= Task =
Using the records below, repeat exactly the lines from the one holding "Query: red marker" through the one holding "Every instance of the white knit", both ends included, and no others.

= Recorded data =
===============

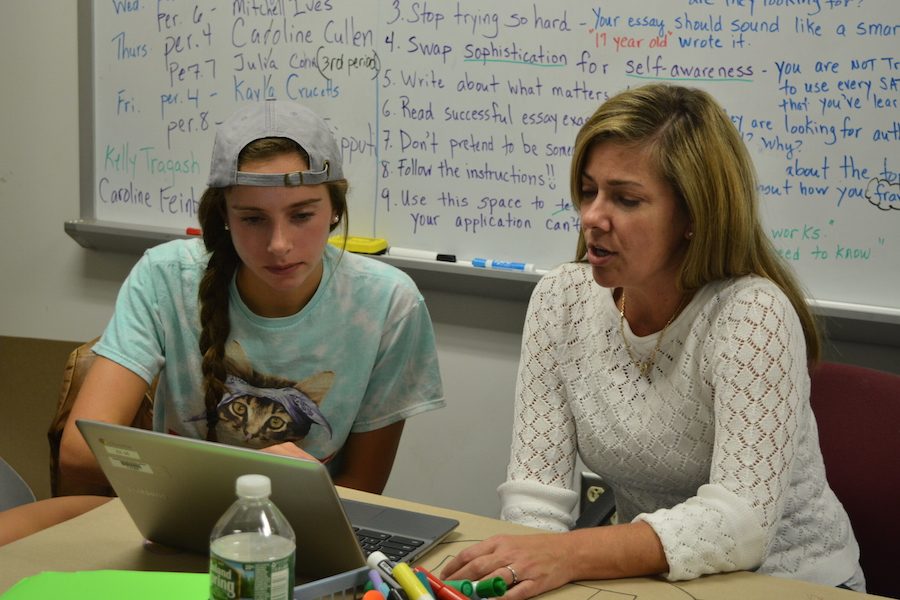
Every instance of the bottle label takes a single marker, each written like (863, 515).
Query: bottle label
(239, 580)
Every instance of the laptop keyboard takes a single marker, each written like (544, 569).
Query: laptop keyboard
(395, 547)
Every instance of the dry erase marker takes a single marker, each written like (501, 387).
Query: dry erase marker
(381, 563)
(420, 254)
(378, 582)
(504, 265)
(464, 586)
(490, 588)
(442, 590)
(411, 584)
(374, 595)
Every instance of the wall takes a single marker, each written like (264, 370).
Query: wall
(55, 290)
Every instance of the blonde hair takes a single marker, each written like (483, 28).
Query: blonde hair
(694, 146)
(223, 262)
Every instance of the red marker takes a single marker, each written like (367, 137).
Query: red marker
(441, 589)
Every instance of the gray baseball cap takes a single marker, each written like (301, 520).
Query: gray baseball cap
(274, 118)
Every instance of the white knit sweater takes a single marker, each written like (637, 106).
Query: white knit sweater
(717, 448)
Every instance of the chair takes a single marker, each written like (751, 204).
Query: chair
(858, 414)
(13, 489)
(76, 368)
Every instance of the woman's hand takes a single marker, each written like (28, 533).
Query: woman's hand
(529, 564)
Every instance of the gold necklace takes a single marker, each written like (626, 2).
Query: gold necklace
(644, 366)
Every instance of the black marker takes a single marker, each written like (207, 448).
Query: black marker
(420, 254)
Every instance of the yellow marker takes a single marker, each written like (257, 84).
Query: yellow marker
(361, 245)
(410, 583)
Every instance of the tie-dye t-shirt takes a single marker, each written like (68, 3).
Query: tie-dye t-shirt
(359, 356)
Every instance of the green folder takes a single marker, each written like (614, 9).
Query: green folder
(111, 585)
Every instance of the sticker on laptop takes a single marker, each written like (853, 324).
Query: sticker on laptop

===============

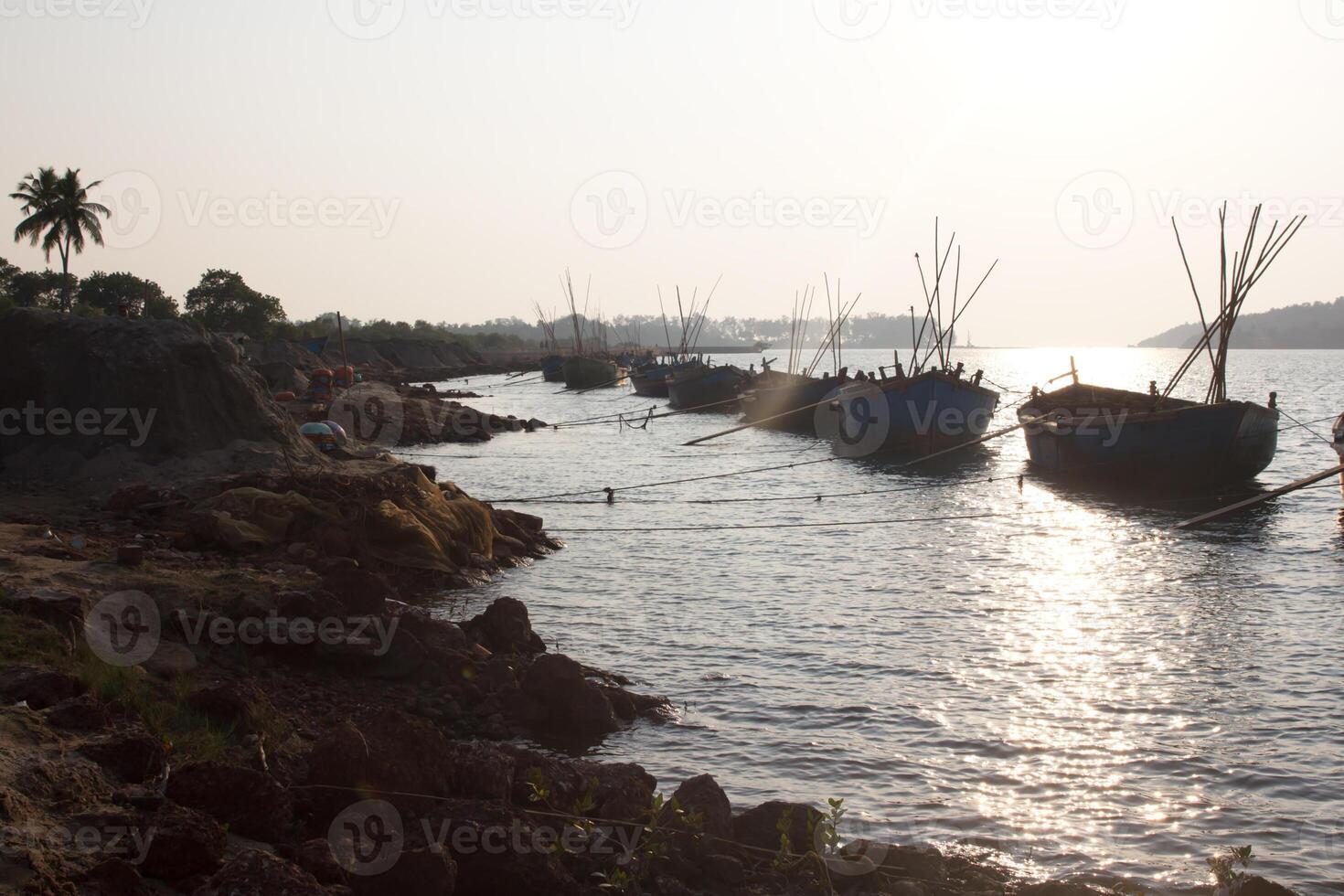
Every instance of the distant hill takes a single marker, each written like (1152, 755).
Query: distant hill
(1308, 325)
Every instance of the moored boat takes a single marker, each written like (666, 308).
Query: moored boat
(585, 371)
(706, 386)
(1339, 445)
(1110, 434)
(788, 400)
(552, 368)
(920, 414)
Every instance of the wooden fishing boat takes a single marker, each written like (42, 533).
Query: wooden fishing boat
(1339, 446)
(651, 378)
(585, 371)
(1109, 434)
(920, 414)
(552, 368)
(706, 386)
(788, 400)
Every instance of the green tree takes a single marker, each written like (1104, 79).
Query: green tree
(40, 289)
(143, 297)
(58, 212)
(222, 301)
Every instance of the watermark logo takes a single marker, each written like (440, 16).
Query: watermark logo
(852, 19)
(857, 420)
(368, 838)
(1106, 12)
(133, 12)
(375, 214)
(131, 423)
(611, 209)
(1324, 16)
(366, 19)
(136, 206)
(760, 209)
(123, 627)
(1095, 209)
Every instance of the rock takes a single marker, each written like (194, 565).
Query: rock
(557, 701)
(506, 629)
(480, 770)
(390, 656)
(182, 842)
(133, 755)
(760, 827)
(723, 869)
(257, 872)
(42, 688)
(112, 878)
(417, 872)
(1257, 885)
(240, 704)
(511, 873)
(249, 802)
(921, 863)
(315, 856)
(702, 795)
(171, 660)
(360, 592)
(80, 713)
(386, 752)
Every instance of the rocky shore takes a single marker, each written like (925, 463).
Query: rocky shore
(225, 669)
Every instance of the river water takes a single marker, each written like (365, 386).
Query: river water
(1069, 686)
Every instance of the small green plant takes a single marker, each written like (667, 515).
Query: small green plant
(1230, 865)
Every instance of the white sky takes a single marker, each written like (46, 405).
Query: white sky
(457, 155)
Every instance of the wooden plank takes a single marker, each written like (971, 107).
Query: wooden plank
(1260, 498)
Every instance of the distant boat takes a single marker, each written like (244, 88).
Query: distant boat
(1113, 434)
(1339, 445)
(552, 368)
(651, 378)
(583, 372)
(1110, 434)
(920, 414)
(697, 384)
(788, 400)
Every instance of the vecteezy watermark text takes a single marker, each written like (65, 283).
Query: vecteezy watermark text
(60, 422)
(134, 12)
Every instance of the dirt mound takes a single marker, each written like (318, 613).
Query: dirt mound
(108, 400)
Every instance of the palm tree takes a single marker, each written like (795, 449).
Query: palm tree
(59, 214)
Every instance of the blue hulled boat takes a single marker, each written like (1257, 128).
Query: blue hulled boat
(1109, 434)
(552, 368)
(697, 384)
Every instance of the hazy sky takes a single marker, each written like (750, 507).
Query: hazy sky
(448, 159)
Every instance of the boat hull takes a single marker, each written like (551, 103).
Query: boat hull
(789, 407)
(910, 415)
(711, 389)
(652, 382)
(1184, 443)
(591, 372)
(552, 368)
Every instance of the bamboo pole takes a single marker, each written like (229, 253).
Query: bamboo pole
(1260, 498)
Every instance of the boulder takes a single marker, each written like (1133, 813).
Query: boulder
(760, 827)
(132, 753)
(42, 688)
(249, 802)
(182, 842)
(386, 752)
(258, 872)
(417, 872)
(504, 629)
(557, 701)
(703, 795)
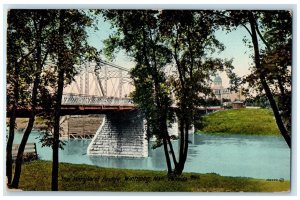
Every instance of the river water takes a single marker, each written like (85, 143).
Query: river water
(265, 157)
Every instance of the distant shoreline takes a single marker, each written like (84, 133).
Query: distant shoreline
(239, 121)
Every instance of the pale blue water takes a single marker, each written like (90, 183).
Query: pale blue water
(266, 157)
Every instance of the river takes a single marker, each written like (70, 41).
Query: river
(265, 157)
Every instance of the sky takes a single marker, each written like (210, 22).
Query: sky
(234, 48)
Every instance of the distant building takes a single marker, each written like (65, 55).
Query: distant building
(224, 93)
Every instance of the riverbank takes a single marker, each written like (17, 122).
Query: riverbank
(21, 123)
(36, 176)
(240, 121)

===============

= Result of the task =
Query: red marker
(441, 589)
Every instance of the gray baseball cap takes a single marker, each written like (301, 520).
Query: gray baseball cap
(274, 118)
Every instance of the white knit sweater takes a single marker, each written like (637, 106).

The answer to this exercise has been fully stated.